Problem requirements: Repeat every line below exactly as it reads.

Extracted material:
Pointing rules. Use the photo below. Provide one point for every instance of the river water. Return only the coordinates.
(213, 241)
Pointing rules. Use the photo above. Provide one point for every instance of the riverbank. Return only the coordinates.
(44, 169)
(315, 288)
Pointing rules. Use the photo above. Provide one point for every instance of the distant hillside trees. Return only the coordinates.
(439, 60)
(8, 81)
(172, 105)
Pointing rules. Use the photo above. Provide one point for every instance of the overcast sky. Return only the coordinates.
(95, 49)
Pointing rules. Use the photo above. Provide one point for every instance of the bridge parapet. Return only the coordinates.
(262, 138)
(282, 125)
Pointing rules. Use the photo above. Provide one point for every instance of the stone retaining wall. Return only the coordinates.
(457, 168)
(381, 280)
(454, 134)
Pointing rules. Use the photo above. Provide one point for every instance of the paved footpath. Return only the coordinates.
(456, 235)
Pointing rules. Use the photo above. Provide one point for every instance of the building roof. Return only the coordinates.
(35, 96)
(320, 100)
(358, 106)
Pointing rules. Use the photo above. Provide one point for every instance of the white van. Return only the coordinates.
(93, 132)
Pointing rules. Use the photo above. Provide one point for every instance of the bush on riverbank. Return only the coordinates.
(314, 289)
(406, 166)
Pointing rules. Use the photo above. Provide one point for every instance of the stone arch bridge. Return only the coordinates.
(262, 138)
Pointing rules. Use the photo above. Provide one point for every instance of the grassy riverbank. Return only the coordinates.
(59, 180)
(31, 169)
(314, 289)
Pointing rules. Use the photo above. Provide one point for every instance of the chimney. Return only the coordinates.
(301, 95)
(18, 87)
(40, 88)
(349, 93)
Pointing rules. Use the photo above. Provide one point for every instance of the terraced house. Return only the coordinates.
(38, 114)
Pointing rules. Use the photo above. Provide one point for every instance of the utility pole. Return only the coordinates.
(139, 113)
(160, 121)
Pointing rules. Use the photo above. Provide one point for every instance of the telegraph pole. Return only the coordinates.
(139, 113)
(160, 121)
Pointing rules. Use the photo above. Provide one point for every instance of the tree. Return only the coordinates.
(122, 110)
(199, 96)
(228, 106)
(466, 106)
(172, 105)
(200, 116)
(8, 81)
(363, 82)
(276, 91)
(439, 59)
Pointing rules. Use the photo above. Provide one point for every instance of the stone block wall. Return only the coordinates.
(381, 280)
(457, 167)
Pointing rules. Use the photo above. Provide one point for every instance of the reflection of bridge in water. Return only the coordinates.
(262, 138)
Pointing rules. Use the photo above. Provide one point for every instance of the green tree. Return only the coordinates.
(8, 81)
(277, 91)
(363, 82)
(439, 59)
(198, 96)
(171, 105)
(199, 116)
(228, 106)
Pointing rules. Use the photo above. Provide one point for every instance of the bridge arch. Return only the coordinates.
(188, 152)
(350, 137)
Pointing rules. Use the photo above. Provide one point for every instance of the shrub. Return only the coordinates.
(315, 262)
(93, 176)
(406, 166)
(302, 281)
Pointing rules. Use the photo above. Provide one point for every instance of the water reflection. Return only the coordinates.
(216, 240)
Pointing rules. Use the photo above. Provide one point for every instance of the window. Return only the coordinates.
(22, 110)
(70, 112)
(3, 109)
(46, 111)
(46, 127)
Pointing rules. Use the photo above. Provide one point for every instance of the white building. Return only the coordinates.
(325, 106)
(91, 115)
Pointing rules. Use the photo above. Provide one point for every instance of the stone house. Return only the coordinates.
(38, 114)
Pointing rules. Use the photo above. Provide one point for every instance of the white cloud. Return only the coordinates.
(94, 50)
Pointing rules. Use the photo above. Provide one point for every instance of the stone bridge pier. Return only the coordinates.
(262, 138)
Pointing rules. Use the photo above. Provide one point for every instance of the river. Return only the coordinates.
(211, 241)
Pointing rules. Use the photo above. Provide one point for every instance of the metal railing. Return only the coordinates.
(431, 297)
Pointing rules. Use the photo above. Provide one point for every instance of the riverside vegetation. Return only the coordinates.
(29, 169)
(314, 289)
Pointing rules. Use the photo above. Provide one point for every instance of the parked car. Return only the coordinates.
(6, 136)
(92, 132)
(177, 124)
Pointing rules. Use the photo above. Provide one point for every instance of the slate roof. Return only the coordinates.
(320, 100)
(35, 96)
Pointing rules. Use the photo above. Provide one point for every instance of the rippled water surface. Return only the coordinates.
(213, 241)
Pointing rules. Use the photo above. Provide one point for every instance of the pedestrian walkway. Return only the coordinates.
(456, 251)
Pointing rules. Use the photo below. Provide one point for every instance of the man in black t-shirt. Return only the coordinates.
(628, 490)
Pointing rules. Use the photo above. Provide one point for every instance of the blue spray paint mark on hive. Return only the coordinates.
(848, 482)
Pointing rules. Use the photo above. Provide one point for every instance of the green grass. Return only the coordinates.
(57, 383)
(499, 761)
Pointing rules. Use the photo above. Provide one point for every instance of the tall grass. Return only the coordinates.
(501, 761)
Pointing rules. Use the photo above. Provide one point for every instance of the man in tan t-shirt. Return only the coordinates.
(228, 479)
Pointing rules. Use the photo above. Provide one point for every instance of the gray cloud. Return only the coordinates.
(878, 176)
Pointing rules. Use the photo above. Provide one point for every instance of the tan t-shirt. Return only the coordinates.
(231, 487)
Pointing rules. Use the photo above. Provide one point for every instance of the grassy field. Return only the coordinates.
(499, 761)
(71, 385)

Answer to this exercise:
Pointing rules. Use the photo below. Provide one point for every instance of the river water. Return only the coordinates.
(213, 241)
Pointing rules. Use the photo above. Provide one point for every instance of the riverbank. Return only the coordinates.
(44, 169)
(315, 288)
Pointing rules. Use the photo above. Provide one point for every instance of the distant hillside trees. Return only the coordinates.
(439, 60)
(8, 81)
(172, 105)
Pointing rules. Use the photo above. Provide one point for every instance of the overcast sky. Return only the coordinates.
(95, 49)
Pointing rules. Use the photo above. Provide one point for every instance of the bridge parapet. Return only the coordinates.
(262, 138)
(282, 125)
Pointing rules. Use the photo above. Provide one point for every instance of the stone retaining wall. Return only the coordinates.
(457, 168)
(381, 280)
(454, 134)
Pointing rules. Use the photo above. Provide one point for every instance of the paved footpath. Return only the coordinates.
(456, 235)
Pointing rules. Use the photo above. Provide one point for every instance of the building roof. Return only the coordinates.
(35, 96)
(320, 100)
(358, 106)
Pointing rules. Use the photo above. Provide one point for every instance of the white van. Return only the coordinates.
(93, 132)
Pointing rules. Use the photo above. Provide one point for every instance of the bush on riverbank. Return only the coordinates.
(314, 289)
(406, 166)
Pointing rules. Use the photo above. Provide one point for every instance of the stone arch bridge. Return only the coordinates.
(262, 138)
Pointing rules. Use the photo above. Provide one point for every instance of the grassy riverbank. Return only the coordinates.
(59, 180)
(31, 169)
(314, 289)
Pointing rules. Use the photo above. Provide one point for every instance of the chimney. Return only the coordinates.
(301, 95)
(18, 87)
(40, 88)
(349, 93)
Pointing rules. Use the photo above. Provide one point for every instance of the terraced house. Return only the coordinates.
(38, 114)
Pointing rules. Use the photo above. Provide one point for every instance of the utility pole. Return only the coordinates.
(139, 113)
(160, 121)
Pointing rules. Use the photo above. Provide one point for every instance of the telegraph pole. Return only the coordinates.
(139, 113)
(160, 121)
Pointing rules. Use the photo above. Provide one point for every instance of the tree. Return only the coordinates.
(122, 110)
(199, 96)
(228, 106)
(466, 106)
(172, 105)
(200, 116)
(8, 81)
(363, 82)
(276, 91)
(439, 59)
Pointing rules. Use the photo above. Provide one point for every instance of the stone block wall. Return only the coordinates.
(381, 280)
(457, 167)
Pointing rules. Use the photo above. Provide one point for every instance of the reflection of bridge in water. Return only the coordinates.
(262, 138)
Pointing rules. Use the photo above. Provide one point for every instance of the green tree. Return only the coordinates.
(8, 81)
(277, 91)
(363, 82)
(439, 59)
(198, 96)
(171, 105)
(199, 116)
(228, 106)
Pointing rules. Use the photo above. Provide one point for every instance of the bridge arch. Return only the coordinates.
(188, 152)
(350, 137)
Pointing rules. Use the photo above. Provide one point for every instance of the shrub. Return only the coordinates.
(315, 262)
(93, 176)
(406, 166)
(302, 281)
Pointing rules. Use the photo above. Provide one point for every instance of the water reflection. Return only the coordinates.
(216, 240)
Pointing rules. Use the photo above. Provide one point for every instance of the window. Return only the coordinates.
(22, 110)
(70, 112)
(3, 109)
(46, 111)
(46, 127)
Pointing rules. Use the photo above. Provide one point for every instance of the white building. Return only the coordinates.
(325, 106)
(91, 115)
Pointing rules. Use the photo above. Provide one point for every instance of the stone house. Return only the coordinates.
(38, 114)
Pointing rules. Use the photo above. Provide one point for every instance of the white cloud. Return only the coordinates.
(94, 50)
Pointing rules. Use the photo above. Provide one point for every instance of the stone bridge pier. Return only the coordinates.
(262, 138)
Pointing rules. Use the photo above. Provide one point for every instance of the river. Return only the coordinates.
(211, 241)
Pointing rules. Use the photo above. Provide one point for every instance of the metal railing. Return only the coordinates.
(431, 297)
Pointing rules. Use the photo above. Provide one point for every instance of the riverside vegetation. Return only the coordinates.
(29, 169)
(314, 289)
Pointing rules. Use the photo above. Provide one point for every instance of the parked car. Return only the coordinates.
(6, 136)
(92, 132)
(177, 124)
Pointing rules. Use the photo above. Provide one point for every instance of the slate roof. Return only the coordinates.
(320, 100)
(35, 96)
Pointing rules. Use the photo above. Provide one point for every instance of the rippled water surface. Return only the coordinates.
(213, 241)
Pointing rules. Use the photo above. Provide one point for every instance of the pedestrian walkway. Return only the coordinates.
(456, 251)
Pointing rules. Use the photo below. Provide one point for every instance of the man in black t-shirt. Return only the coordinates.
(628, 490)
Pointing rules. Use the photo above. Provide one point for every instance of the blue spray paint mark on hive. Return only the coordinates.
(848, 482)
Pointing rules. Use the photo above. Provide one point for every instance of the green grass. Return only the coordinates.
(57, 383)
(499, 761)
Pointing rules. Use the photo above. Provide one point for every instance of the tall grass. Return only the coordinates.
(501, 761)
Pointing rules. Use the photo above. Provide one point for every instance of the man in tan t-shirt. Return only the coordinates.
(228, 479)
Pointing rules. Use the photo above. Provide one point for every instance of the gray cloud. Return only the coordinates.
(878, 176)
Pointing rules. Use the photo above. Provide one point for every instance of the tan t-shirt. Return only the coordinates.
(231, 487)
Pointing rules. Use the photo above. Provide one point for every instance of the grassy field. Return only the coordinates.
(499, 761)
(71, 385)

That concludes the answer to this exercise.